## WHAT NEEDS TO BE DONE
Reproduce the records that follow, changing each "Locate" to "Find" and leaving everything else untouched.

-- start of AVAILABLE RECORDS --

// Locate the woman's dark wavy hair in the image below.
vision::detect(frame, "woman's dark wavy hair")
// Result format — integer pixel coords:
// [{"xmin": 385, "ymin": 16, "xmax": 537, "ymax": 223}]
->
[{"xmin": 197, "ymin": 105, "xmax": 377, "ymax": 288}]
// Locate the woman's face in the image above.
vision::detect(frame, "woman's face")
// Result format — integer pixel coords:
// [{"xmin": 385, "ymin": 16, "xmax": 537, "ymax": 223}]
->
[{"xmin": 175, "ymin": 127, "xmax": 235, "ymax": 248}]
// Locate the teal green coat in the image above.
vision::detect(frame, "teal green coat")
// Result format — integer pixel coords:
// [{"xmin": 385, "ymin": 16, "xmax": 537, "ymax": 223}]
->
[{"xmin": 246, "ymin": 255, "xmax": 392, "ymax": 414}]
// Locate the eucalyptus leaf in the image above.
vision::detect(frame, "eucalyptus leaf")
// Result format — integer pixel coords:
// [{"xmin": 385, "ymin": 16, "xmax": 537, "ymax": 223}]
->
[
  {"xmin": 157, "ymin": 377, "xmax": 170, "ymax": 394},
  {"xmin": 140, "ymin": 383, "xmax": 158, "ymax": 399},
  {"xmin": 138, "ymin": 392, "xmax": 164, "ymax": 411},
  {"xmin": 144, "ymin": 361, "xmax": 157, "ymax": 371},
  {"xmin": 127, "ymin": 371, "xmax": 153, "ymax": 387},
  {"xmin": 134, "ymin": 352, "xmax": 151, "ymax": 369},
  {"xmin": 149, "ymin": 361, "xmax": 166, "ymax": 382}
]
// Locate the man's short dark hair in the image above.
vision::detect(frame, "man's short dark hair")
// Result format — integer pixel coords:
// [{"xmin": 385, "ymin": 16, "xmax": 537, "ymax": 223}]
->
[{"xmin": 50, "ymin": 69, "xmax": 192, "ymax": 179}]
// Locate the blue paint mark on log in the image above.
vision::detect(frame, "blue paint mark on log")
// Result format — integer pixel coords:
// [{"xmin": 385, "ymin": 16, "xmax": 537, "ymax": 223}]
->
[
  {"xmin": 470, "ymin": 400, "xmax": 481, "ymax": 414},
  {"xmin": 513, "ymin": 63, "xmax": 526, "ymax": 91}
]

-- end of AVAILABLE RECORDS --

## RESPONSE TO THIS TASK
// Find the woman's dark wavy hair in the image below.
vision::detect(frame, "woman's dark wavy hair")
// Result format — integer pixel coords:
// [{"xmin": 385, "ymin": 16, "xmax": 537, "ymax": 223}]
->
[{"xmin": 197, "ymin": 105, "xmax": 377, "ymax": 288}]
// Find the woman's face in the image above.
vision::detect(frame, "woman's face")
// Result format — integer pixel coords:
// [{"xmin": 385, "ymin": 16, "xmax": 537, "ymax": 223}]
->
[{"xmin": 175, "ymin": 127, "xmax": 235, "ymax": 248}]
// Find the teal green coat in the image above.
vision::detect(frame, "teal green coat")
// Result format — integer pixel coords:
// [{"xmin": 385, "ymin": 16, "xmax": 537, "ymax": 223}]
->
[{"xmin": 246, "ymin": 255, "xmax": 392, "ymax": 414}]
// Find the eucalyptus leaf in the image above.
vision::detect(frame, "eucalyptus leaf")
// Result format — integer pixel coords:
// [{"xmin": 385, "ymin": 16, "xmax": 537, "ymax": 223}]
->
[
  {"xmin": 157, "ymin": 377, "xmax": 170, "ymax": 394},
  {"xmin": 140, "ymin": 383, "xmax": 158, "ymax": 399},
  {"xmin": 138, "ymin": 392, "xmax": 164, "ymax": 411},
  {"xmin": 144, "ymin": 361, "xmax": 157, "ymax": 371},
  {"xmin": 127, "ymin": 371, "xmax": 153, "ymax": 387},
  {"xmin": 134, "ymin": 352, "xmax": 151, "ymax": 369},
  {"xmin": 149, "ymin": 361, "xmax": 166, "ymax": 382}
]
// Find the man's short dark hair in the image above.
vision::detect(frame, "man's short dark hair")
// Result format — integer pixel coords:
// [{"xmin": 385, "ymin": 16, "xmax": 537, "ymax": 223}]
->
[{"xmin": 50, "ymin": 69, "xmax": 192, "ymax": 179}]
// Find the blue paint mark on log in the image above.
vision::detect(frame, "blue paint mark on log")
// Result format — integer pixel coords:
// [{"xmin": 385, "ymin": 16, "xmax": 537, "ymax": 223}]
->
[
  {"xmin": 470, "ymin": 400, "xmax": 481, "ymax": 414},
  {"xmin": 513, "ymin": 63, "xmax": 526, "ymax": 91}
]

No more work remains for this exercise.